** Start of PROVIDED INFORMATION **
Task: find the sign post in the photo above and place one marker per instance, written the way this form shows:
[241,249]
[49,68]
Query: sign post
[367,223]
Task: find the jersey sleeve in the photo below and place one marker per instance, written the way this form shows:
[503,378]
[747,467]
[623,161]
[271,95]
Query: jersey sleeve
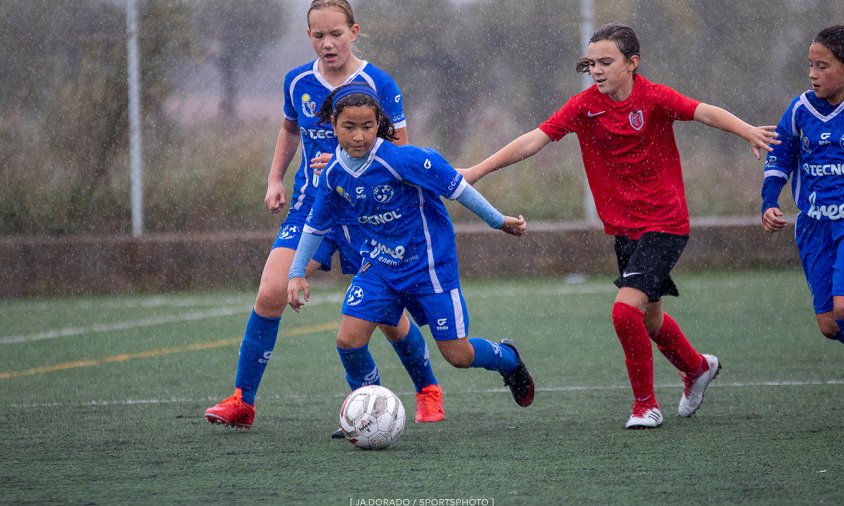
[393,103]
[675,105]
[781,162]
[289,108]
[426,168]
[562,122]
[328,203]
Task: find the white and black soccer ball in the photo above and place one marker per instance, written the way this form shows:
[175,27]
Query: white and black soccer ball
[372,417]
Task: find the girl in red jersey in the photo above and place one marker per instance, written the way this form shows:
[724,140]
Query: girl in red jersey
[624,126]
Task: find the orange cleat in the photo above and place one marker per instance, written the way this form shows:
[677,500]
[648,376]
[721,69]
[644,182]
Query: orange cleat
[232,412]
[429,405]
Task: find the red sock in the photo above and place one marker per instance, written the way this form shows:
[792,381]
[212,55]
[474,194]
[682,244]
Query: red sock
[629,323]
[671,341]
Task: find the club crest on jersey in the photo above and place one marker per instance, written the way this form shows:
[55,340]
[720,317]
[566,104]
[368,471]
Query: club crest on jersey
[288,232]
[637,119]
[383,193]
[354,295]
[308,106]
[344,194]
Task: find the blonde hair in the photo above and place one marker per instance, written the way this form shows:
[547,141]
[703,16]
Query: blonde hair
[342,5]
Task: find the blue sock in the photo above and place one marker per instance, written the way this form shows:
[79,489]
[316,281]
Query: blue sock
[360,367]
[255,351]
[413,353]
[493,356]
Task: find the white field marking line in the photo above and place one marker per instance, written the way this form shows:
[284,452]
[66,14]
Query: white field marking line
[229,310]
[147,322]
[265,398]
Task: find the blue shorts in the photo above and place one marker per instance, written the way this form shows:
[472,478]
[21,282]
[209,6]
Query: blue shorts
[370,297]
[345,239]
[822,255]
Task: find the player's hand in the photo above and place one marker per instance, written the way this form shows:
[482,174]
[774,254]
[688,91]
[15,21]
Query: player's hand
[772,220]
[469,175]
[514,226]
[276,197]
[294,286]
[318,163]
[762,138]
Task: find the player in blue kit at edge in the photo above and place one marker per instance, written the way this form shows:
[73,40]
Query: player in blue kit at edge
[812,155]
[410,253]
[332,30]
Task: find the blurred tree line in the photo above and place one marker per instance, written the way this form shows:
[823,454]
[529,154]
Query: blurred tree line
[474,75]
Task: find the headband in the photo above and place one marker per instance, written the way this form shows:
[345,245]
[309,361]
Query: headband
[351,89]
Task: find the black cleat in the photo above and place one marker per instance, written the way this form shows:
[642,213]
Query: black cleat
[519,381]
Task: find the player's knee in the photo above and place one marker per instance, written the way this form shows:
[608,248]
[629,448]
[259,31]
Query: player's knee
[270,301]
[828,328]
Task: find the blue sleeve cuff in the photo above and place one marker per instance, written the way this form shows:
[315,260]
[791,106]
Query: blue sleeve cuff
[308,245]
[771,189]
[472,200]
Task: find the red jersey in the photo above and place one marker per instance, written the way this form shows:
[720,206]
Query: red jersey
[630,155]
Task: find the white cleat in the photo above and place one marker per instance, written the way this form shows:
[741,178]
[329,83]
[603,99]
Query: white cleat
[650,418]
[693,392]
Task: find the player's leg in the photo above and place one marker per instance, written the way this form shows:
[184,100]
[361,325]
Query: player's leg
[258,342]
[409,344]
[406,338]
[448,319]
[353,348]
[819,256]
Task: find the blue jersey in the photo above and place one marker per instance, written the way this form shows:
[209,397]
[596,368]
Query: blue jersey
[395,196]
[305,89]
[812,155]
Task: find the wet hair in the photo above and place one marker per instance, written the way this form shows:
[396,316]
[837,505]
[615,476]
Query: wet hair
[341,5]
[832,38]
[623,36]
[330,110]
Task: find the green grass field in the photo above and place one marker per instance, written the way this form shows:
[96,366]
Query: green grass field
[103,402]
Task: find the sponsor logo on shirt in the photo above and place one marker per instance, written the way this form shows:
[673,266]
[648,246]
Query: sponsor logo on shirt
[826,169]
[316,133]
[378,248]
[833,212]
[637,119]
[379,219]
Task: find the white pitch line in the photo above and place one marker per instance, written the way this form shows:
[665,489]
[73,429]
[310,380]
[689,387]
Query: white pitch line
[574,388]
[229,310]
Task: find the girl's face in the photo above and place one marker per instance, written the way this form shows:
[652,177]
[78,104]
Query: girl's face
[611,71]
[331,37]
[356,128]
[826,73]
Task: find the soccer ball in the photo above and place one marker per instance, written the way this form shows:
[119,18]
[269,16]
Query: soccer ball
[372,417]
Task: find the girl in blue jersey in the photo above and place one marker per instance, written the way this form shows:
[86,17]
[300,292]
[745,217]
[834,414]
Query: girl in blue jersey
[410,252]
[812,155]
[332,30]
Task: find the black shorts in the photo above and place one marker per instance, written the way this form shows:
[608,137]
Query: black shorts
[645,264]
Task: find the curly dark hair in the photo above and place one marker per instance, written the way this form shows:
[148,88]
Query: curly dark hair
[623,36]
[832,38]
[386,129]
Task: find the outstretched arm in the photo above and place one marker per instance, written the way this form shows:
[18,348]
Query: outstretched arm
[472,200]
[522,147]
[759,137]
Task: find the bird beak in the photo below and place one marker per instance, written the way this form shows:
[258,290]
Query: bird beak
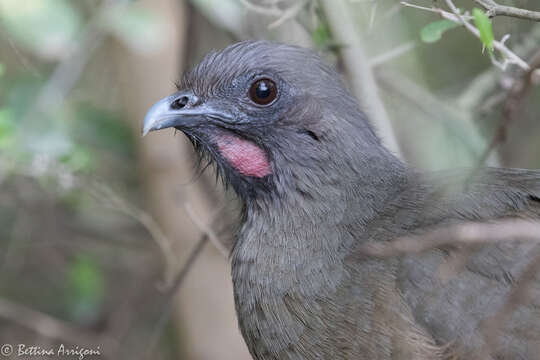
[181,110]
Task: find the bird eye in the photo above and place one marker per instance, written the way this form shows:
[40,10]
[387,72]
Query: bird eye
[263,91]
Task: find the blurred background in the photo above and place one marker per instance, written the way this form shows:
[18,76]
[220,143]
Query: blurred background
[96,222]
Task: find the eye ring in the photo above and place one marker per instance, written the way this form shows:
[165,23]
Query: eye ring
[263,91]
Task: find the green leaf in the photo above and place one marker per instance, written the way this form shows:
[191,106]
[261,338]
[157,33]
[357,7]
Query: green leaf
[7,128]
[86,288]
[433,32]
[46,27]
[483,23]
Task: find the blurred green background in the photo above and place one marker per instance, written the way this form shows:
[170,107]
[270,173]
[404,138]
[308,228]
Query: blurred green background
[95,222]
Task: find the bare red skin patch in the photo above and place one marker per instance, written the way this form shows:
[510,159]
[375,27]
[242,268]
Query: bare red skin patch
[244,156]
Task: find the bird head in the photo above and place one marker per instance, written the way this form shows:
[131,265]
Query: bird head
[270,116]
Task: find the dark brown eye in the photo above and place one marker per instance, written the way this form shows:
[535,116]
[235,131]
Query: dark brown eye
[263,91]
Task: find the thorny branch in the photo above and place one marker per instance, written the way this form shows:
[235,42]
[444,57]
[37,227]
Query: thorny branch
[494,9]
[516,97]
[509,56]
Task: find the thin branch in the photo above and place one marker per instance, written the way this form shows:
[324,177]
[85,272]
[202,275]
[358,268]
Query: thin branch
[507,53]
[288,14]
[512,106]
[106,195]
[357,64]
[173,290]
[392,54]
[509,56]
[494,9]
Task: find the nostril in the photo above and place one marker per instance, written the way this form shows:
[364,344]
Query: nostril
[179,103]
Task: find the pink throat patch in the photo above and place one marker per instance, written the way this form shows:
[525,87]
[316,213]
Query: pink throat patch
[244,156]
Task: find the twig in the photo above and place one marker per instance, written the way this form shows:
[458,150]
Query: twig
[507,53]
[487,81]
[509,56]
[357,64]
[392,54]
[105,194]
[494,9]
[176,285]
[290,13]
[512,107]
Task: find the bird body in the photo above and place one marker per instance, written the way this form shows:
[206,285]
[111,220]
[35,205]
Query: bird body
[317,186]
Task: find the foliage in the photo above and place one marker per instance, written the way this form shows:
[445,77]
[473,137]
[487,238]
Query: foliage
[433,32]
** End of PROVIDED INFORMATION **
WORK TO DO: Go through the data above and transcribe it in full, omitting any image.

SOLVED PROBLEM:
Task: find the sign post in the photo above and place one marker per instance, written the way this form shows:
[241,249]
[49,68]
Query: sign post
[367,223]
Task: find the jersey sleeve in the photo below and place one marker per instance, written the way this form shows:
[503,378]
[747,467]
[623,161]
[271,95]
Query: jersey sleeve
[393,103]
[675,105]
[781,162]
[289,108]
[426,168]
[562,122]
[328,203]
Task: find the white and black soccer ball in the photo above and place one marker per instance, written the way this form shows:
[175,27]
Query: white and black soccer ball
[372,417]
Task: find the girl in red jersey in the photo above and place one marker per instance, written the way this form shows:
[724,140]
Query: girl in red jersey
[624,126]
Task: find the orange cleat in the photo above and place one marker per instance, written the way this form shows:
[677,500]
[648,376]
[721,69]
[644,182]
Query: orange cleat
[232,412]
[429,405]
Task: find the red sock in the photo above and place one marker per instance, written the way this form shows:
[792,381]
[212,55]
[474,194]
[682,244]
Query: red sock
[629,323]
[671,341]
Task: find the club crest on jersey in the photo above and place one marker per instance, written the way this form shows:
[55,340]
[720,317]
[566,104]
[368,471]
Query: club crest on jersey
[288,232]
[637,119]
[383,193]
[354,295]
[308,106]
[344,194]
Task: find the blonde hair in the photo above and place one marker per instance, written the way this form shows:
[547,141]
[703,16]
Query: blonde hair
[342,5]
Task: find the blue sock in the photo above and place one marker per instance, written the way this form shows:
[79,489]
[316,281]
Query: blue sock
[360,367]
[255,351]
[413,353]
[493,356]
Task: find the white field marking line in the photo above and place one marker per instance, written the way this form shows:
[284,452]
[66,14]
Query: white field marking line
[229,310]
[147,322]
[265,398]
Task: find the blue shorts in the photo above and place one marker per instance, written the way this form shows:
[472,478]
[21,282]
[209,6]
Query: blue shorts
[370,297]
[345,239]
[822,255]
Task: find the player's hand in the photo above and place one marker per instance, written the way this form shows:
[482,174]
[774,254]
[688,91]
[15,21]
Query: player's hand
[772,220]
[469,175]
[514,226]
[276,197]
[294,286]
[318,163]
[762,138]
Task: find the player in blue kit at edge in the photo above and place one marker per instance, written the way this form shows:
[73,40]
Query: player in blue kit at edge
[812,155]
[410,253]
[332,30]
Task: find the blurred tree line in the photo above and place one marker per instance, written the way this form shows:
[823,454]
[529,154]
Query: blurred tree line
[474,75]
Task: find the headband in the photo above and place one marker per instance, written the way this form shows:
[345,245]
[309,361]
Query: headband
[351,89]
Task: find the black cleat in the photo above and place one marker per instance, written the way this form shows:
[642,213]
Query: black cleat
[519,381]
Task: find the player's knee in the photo above and place one marker per instance, written the way this form shows:
[608,248]
[629,448]
[259,31]
Query: player's knee
[270,301]
[828,328]
Task: find the blue sleeve cuff in the photo above and place one marker per instance, written the way this form shows:
[315,260]
[791,106]
Query: blue sleeve cuff
[308,245]
[771,189]
[472,200]
Task: find the red jersey in the photo above and place one marker per instance, written the way this form shows:
[720,206]
Query: red jersey
[630,155]
Task: find the white cleat in the photo above and place one marker per instance, written the way this form shows:
[741,178]
[329,83]
[603,99]
Query: white cleat
[650,418]
[693,392]
Task: find the player's leg in the photo above and place one marker per instance, written the way this form shows:
[184,100]
[361,325]
Query: player's leg
[258,342]
[409,344]
[406,338]
[448,319]
[353,348]
[819,256]
Task: find the blue jersey in the photo above and place one marker per instance, written the way this form shows:
[209,397]
[596,368]
Query: blue jersey
[395,196]
[305,89]
[812,155]
Task: find the wet hair in the photo above and place one marker per instance, written the way this form shows:
[396,316]
[837,505]
[615,476]
Query: wet hair
[341,5]
[832,38]
[623,36]
[330,110]
Task: find the green grass field in the photo above and place one marker per instance, written the way this form shows:
[96,366]
Query: green grass field
[103,402]
Task: find the sponsor logo on shirt in the photo above and place one marker per instance, written the way this form shows:
[673,266]
[648,246]
Query: sponsor logo on shirt
[826,169]
[316,133]
[378,248]
[833,212]
[637,119]
[379,219]
Task: find the white pitch line in the photo above and place one marker per instance, written the way this form shows:
[665,489]
[73,429]
[310,380]
[689,387]
Query: white pitch line
[574,388]
[229,310]
Task: find the girl's face in the photo above and place one marker per instance, written the way this form shows:
[652,177]
[78,104]
Query: girl's face
[611,71]
[331,37]
[356,128]
[826,73]
Task: find the soccer ball in the photo above and place one marker per instance, written the way this form shows:
[119,18]
[269,16]
Query: soccer ball
[372,417]
Task: find the girl in blue jersey in the photo above and place one marker per instance, written the way this form shows:
[86,17]
[300,292]
[745,217]
[834,414]
Query: girl in blue jersey
[410,252]
[812,155]
[332,30]
Task: find the black shorts in the photo above and place one marker per instance, written the way this form shows:
[608,137]
Query: black shorts
[645,264]
Task: find the curly dark hair in the photo above and place one marker per instance, written the way this form shows:
[148,88]
Query: curly dark hair
[623,36]
[832,38]
[386,129]
Task: find the outstretched arm in the photo above and place one marker per instance, written the way this form shows:
[18,348]
Query: outstretched arm
[472,200]
[522,147]
[759,137]
Task: find the bird beak in the photo below and place one marker per instance, written the way this form shows:
[258,290]
Query: bird beak
[181,110]
Task: find the bird eye in the photo above and place one marker per instance, written the way this form shows:
[40,10]
[387,72]
Query: bird eye
[263,91]
Task: find the blurred background in the photo above and place one marker per instance, written the way this form shows:
[18,76]
[220,143]
Query: blurred background
[96,222]
Task: find the eye ring in the photo above and place one marker per instance, written the way this form shows:
[165,23]
Query: eye ring
[263,91]
Task: find the green leaf in the photo above and place one marker per instance, written the way this form shows:
[191,106]
[261,338]
[157,33]
[357,7]
Query: green leaf
[7,128]
[86,288]
[433,32]
[46,27]
[483,23]
Task: find the blurred green background in the photo above and place one marker per instance, written the way this form shows:
[170,107]
[270,173]
[404,138]
[308,228]
Query: blurred green background
[95,222]
Task: find the bare red skin patch in the photo above and place one marker per instance, written the way this form shows:
[510,159]
[375,27]
[242,268]
Query: bare red skin patch
[244,156]
Task: find the bird head in the photo above and place one marker per instance, written the way this form shows:
[131,265]
Query: bird head
[270,116]
Task: find the dark brown eye in the photo above and place one marker per instance, written the way this form shows:
[535,116]
[235,131]
Query: dark brown eye
[263,91]
Task: find the thorny branch in the photo above and place one marker per instance, written the way this form shows:
[235,42]
[444,57]
[37,227]
Query: thorny branch
[494,9]
[516,97]
[509,56]
Task: find the thin branch in the photo above and place one marker per instance, written the way this form shows:
[324,177]
[85,272]
[202,275]
[358,268]
Query: thin branch
[507,53]
[288,14]
[512,106]
[106,195]
[357,64]
[173,290]
[392,54]
[509,56]
[494,9]
Task: find the nostril in the photo above and place one marker per instance, written the way this form shows:
[364,344]
Query: nostril
[179,103]
Task: find the pink throat patch in the photo above and place one marker per instance, written the way this form shows:
[525,87]
[316,213]
Query: pink throat patch
[244,156]
Task: find the twig in the photo above and place one marker per instance, written the way this form shows:
[458,150]
Query: twig
[507,53]
[487,81]
[509,56]
[357,64]
[392,54]
[105,194]
[494,9]
[176,285]
[290,13]
[512,107]
Task: find the bird body in the photo above and place one marker per instance, written the way this form shows:
[206,285]
[111,220]
[35,205]
Query: bird body
[317,186]
Task: find the foliage in the photo above and place one marker per instance, written the way this form shows:
[445,77]
[473,137]
[487,238]
Query: foliage
[433,32]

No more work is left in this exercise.